Output each of the following entries verbatim, line by line, with no characters added, removed, or changed.
>> Start DATA PROVIDED
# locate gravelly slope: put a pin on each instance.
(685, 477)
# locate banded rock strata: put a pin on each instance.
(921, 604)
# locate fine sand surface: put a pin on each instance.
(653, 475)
>> End DATA PROVIDED
● **RESPONSE TO THIS TASK**:
# locate gravelly slope: put a pin on each instance.
(685, 477)
# locate banded rock strata: put a pin on each instance.
(921, 604)
# locate fine sand surface: put a pin on each instance.
(653, 475)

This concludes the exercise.